*Data to process:*
------------------------------------------------------------------------

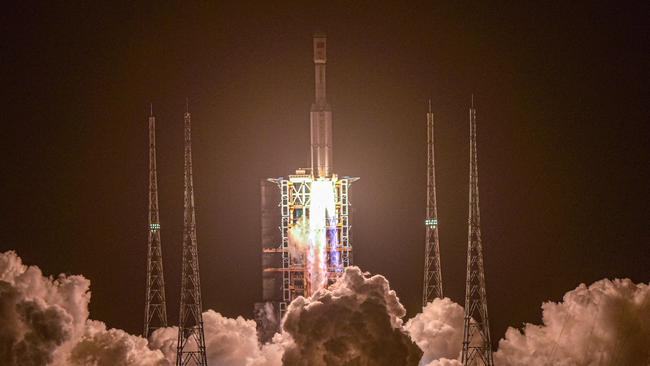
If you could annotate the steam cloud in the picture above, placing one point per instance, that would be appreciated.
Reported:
(607, 323)
(357, 321)
(438, 331)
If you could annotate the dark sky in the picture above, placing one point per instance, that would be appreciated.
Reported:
(561, 92)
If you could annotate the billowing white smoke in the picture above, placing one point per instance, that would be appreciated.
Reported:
(228, 342)
(45, 321)
(357, 321)
(438, 331)
(607, 323)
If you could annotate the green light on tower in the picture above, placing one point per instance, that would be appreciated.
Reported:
(431, 222)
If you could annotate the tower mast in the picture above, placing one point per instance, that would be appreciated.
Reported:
(432, 272)
(477, 345)
(191, 339)
(155, 308)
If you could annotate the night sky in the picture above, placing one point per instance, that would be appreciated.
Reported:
(561, 92)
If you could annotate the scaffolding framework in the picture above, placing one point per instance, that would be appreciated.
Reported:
(295, 201)
(432, 271)
(155, 308)
(190, 349)
(477, 345)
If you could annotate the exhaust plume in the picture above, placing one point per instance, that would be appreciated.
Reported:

------------------------------------------------------------------------

*Your objective:* Arrange every line of the records above as a JSON list of strings, one string per line, with blank lines left out. Leave the pictures out of the answer.

*Completed task:*
[
  "If you could annotate the steam cloud in the picture above, placing one point per instance, that would be appreciated.",
  "Reported:",
  "(607, 323)",
  "(357, 321)",
  "(438, 331)",
  "If you could annotate the dark sky in the picture above, placing one point per instance, that would be appreciated.",
  "Reported:",
  "(561, 92)",
  "If you could annotate the billowing white smoke in the picture above, placing one point per instance, that would be appreciated.",
  "Reported:",
  "(228, 342)",
  "(45, 321)",
  "(357, 321)",
  "(438, 331)",
  "(607, 323)",
  "If you could annotate the green light on tower in the picture above, placing one point per instance, that would be appreciated.",
  "Reported:",
  "(431, 222)",
  "If you could annotate the tower mast in the picture above, placing one point per instance, that would be appreciated.",
  "Reported:",
  "(432, 272)",
  "(477, 345)",
  "(191, 339)",
  "(155, 308)",
  "If you could annotate the night sky in the picture above, placing one point per instance, that would be appreciated.",
  "Reported:",
  "(561, 92)",
  "If you could annotate the scaffolding framework in the picture above, placing one point per instance, that would be appreciated.",
  "Reported:",
  "(295, 201)",
  "(432, 271)",
  "(155, 308)",
  "(190, 349)",
  "(477, 345)",
  "If you could annotate the exhaust plume in the picture above, placing one point per instance, that would be appreciated.",
  "Reported:"
]